╭─ RECORDS TO PROCESS
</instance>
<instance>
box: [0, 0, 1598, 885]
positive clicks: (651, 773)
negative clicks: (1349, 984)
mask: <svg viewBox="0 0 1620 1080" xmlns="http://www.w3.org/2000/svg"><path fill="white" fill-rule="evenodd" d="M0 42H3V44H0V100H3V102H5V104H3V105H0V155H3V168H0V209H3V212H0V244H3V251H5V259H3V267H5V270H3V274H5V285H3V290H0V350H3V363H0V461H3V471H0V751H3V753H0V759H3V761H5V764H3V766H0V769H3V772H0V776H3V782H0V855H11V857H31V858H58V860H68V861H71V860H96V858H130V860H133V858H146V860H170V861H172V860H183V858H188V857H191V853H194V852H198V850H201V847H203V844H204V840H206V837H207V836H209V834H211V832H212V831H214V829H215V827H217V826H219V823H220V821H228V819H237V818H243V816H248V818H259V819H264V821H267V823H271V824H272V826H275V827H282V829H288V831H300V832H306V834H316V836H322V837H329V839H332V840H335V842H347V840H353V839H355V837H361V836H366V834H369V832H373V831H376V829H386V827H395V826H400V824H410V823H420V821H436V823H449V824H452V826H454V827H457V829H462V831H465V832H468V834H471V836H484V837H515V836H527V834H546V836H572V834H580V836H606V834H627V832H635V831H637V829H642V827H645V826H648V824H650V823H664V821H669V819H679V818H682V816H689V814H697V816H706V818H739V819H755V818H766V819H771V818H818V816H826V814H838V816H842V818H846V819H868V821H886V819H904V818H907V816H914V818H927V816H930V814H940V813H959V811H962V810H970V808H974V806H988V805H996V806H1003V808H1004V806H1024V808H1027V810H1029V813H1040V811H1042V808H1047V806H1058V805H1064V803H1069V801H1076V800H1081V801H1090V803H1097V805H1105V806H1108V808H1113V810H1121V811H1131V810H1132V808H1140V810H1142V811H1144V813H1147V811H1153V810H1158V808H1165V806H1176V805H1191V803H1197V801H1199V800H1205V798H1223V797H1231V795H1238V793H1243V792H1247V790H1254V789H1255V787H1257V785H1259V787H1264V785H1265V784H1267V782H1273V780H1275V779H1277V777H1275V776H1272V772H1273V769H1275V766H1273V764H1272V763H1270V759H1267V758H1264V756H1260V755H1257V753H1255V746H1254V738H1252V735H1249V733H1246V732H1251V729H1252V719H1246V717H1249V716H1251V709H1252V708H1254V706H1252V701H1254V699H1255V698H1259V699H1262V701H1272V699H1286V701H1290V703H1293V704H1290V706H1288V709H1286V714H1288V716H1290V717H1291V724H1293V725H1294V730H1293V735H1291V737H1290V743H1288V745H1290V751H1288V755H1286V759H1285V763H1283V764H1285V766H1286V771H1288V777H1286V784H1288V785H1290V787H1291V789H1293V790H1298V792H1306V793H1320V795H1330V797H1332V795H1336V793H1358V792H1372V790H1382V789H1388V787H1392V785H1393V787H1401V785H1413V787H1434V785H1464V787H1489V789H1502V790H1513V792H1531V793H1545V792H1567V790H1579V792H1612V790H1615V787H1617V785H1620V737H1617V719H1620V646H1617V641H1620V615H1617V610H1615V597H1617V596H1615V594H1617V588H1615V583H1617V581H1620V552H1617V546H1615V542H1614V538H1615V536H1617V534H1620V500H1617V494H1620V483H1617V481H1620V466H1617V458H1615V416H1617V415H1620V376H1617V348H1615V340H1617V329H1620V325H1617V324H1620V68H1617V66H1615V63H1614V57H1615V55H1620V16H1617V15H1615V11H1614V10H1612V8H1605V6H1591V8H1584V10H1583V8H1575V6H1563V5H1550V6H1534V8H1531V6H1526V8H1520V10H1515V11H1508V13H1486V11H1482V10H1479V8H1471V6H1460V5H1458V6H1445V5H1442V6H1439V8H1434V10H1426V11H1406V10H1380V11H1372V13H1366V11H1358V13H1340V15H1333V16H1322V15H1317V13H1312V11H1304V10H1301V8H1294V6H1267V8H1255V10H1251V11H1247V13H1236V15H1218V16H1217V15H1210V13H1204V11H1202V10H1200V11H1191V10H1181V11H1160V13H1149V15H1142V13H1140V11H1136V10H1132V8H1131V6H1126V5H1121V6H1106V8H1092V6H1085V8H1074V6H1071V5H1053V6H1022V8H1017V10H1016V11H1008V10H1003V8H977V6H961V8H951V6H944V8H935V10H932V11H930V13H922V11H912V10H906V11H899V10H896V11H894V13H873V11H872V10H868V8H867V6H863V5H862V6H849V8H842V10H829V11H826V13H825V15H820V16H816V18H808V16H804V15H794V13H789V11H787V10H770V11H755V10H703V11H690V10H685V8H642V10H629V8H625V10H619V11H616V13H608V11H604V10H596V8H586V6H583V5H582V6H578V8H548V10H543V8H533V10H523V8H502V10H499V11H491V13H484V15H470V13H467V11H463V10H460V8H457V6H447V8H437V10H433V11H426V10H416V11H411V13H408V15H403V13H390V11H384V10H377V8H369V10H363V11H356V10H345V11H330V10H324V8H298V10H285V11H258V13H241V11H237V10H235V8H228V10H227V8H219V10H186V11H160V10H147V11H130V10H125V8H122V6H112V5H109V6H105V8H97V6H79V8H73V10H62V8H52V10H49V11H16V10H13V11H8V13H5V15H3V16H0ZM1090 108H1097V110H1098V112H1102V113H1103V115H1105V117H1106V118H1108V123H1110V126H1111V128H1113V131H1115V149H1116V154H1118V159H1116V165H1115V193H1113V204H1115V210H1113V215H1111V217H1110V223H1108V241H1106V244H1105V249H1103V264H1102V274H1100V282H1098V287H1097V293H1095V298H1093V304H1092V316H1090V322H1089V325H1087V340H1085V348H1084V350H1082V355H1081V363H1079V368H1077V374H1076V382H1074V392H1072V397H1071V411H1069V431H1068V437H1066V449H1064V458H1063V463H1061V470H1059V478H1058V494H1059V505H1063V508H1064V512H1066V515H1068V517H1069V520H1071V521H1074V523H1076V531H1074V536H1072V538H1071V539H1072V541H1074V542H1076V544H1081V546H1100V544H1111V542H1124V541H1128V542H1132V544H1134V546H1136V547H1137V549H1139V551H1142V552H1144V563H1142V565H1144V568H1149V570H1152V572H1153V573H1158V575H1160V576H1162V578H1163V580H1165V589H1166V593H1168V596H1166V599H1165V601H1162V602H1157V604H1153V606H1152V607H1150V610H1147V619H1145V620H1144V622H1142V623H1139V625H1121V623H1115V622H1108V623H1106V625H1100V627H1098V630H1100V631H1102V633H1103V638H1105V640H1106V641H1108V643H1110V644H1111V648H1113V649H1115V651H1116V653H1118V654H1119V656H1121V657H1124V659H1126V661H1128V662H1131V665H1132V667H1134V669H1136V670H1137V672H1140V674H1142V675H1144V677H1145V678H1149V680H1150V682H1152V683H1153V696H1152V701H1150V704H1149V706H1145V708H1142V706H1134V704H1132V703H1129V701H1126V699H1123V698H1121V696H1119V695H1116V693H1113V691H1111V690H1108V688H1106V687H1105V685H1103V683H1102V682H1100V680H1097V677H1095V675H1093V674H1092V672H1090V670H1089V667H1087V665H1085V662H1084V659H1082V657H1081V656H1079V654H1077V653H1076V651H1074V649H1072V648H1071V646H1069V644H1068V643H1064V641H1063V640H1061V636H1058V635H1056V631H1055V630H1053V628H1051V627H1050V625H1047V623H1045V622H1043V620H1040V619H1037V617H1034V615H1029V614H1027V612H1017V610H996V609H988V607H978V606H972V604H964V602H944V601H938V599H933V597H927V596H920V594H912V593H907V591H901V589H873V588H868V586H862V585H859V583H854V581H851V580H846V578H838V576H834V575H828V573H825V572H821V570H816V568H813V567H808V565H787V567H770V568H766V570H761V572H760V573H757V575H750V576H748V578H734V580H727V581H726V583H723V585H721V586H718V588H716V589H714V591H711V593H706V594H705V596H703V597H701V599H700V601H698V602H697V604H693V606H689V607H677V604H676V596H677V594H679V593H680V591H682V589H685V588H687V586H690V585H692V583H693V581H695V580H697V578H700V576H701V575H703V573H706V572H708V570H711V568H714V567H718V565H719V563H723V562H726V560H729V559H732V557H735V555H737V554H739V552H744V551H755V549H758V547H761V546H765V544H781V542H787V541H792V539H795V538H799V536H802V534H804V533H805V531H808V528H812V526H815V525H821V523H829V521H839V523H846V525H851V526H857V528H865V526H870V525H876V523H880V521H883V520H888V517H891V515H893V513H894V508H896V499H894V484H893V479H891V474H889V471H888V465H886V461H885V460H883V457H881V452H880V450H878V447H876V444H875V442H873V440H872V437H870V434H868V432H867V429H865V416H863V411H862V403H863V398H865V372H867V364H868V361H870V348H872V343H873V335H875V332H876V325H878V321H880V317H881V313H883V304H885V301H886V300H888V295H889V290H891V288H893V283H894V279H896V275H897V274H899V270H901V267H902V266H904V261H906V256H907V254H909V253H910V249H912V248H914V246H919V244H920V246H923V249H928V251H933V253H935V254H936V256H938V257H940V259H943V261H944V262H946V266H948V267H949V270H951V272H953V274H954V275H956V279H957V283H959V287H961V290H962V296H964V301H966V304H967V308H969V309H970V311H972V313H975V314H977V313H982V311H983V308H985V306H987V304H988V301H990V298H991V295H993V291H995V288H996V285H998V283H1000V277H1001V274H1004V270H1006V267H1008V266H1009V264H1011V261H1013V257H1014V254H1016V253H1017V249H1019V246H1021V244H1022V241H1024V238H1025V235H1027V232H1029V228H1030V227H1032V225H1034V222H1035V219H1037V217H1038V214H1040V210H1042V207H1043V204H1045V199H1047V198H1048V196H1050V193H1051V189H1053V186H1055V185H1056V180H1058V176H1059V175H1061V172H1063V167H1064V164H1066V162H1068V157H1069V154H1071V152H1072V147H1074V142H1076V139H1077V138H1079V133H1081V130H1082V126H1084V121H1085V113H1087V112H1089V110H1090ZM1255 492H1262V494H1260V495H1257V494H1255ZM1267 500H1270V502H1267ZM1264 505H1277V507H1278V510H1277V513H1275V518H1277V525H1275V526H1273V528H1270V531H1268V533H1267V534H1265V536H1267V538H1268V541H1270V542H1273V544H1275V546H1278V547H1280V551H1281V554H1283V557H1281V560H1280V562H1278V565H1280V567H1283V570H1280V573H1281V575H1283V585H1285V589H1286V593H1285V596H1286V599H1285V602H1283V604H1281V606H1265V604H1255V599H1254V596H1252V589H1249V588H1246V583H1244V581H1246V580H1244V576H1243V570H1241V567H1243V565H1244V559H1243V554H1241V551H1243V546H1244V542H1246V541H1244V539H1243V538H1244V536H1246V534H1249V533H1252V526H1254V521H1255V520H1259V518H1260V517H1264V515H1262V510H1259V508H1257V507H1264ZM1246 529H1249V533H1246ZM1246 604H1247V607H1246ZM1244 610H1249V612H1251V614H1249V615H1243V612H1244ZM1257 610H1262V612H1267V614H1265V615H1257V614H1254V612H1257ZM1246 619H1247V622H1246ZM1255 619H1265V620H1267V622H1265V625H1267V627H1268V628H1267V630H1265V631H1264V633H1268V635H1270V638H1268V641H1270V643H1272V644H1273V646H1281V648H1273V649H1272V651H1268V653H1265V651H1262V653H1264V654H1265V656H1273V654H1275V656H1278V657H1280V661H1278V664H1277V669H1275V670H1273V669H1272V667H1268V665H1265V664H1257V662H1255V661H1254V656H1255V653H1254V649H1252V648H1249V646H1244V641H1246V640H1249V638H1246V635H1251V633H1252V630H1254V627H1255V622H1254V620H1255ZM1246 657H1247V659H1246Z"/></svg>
╰─
=== WHAT IS NEEDED ===
For an answer, give a copy of every line in the listing that holds the word "clicks".

=== RESPONSE TO THE EXERCISE ===
positive clicks: (651, 773)
negative clicks: (1349, 984)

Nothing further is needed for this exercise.